● **What this task involves**
What is needed is an exact transcription of the line with "Target: water bottle" and all the lines that follow it in the entries below; add nothing else.

Data for analysis Start Marker

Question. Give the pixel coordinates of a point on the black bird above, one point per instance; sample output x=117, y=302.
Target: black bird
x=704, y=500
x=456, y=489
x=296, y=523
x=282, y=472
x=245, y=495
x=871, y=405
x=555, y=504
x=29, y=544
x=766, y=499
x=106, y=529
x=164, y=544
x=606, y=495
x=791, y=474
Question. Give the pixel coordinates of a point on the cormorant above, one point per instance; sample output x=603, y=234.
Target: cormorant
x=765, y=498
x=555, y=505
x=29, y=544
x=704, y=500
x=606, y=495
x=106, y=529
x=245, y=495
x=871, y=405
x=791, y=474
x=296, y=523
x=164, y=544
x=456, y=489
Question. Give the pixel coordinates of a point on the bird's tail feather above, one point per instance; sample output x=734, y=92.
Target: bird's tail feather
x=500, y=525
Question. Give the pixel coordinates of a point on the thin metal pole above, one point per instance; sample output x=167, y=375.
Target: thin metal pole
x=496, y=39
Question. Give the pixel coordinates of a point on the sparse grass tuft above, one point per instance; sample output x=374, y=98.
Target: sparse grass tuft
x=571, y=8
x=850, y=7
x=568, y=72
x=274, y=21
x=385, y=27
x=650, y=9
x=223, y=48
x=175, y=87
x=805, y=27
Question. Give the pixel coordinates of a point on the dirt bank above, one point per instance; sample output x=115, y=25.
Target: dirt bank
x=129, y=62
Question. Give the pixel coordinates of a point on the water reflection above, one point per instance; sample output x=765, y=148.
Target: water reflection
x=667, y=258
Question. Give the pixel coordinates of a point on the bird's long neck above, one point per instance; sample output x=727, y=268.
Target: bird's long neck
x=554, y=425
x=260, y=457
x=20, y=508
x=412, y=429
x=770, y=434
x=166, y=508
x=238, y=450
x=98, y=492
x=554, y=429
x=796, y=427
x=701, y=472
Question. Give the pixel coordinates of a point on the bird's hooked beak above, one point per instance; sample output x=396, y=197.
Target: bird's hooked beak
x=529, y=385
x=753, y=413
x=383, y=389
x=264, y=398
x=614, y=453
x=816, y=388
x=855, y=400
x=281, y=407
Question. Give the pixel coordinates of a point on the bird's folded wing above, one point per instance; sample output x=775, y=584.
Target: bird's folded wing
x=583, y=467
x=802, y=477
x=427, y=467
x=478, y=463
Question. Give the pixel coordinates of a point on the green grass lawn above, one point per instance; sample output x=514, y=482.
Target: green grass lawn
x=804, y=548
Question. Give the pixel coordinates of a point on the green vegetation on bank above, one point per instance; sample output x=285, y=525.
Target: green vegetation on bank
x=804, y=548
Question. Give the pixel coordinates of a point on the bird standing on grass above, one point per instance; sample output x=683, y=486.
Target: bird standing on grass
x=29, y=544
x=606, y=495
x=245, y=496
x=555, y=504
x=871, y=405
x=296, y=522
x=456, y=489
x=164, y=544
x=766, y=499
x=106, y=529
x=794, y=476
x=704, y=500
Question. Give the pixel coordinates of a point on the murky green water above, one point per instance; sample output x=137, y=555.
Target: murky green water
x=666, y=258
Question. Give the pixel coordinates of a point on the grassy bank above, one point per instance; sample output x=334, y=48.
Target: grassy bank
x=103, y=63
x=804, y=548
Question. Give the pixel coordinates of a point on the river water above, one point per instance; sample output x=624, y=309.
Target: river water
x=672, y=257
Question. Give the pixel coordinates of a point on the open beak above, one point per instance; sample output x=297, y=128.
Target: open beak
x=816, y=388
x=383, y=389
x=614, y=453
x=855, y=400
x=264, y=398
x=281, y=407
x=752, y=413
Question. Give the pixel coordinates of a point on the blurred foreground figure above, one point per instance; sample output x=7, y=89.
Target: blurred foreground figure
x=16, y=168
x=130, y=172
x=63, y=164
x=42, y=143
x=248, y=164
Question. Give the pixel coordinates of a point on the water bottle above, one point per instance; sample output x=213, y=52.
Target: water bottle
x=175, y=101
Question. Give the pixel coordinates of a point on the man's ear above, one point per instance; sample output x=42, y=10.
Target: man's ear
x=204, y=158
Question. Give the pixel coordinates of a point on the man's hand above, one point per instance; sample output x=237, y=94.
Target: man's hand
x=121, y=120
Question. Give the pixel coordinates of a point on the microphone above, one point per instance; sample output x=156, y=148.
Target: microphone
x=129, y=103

Data for analysis End Marker

● **Answer section**
Target: water bottle
x=175, y=101
Question. Give the pixel coordinates of a point on the man's ear above, one point per instance; sample output x=42, y=10.
Target: man's ear
x=204, y=158
Question. Give the pixel coordinates of a point on the man's hand above, one point per instance; sample output x=237, y=94.
Target: man's hand
x=121, y=120
Question. Give the pixel coordinates of a point on the microphone above, one point per instance; sample output x=156, y=148.
Target: microphone
x=129, y=103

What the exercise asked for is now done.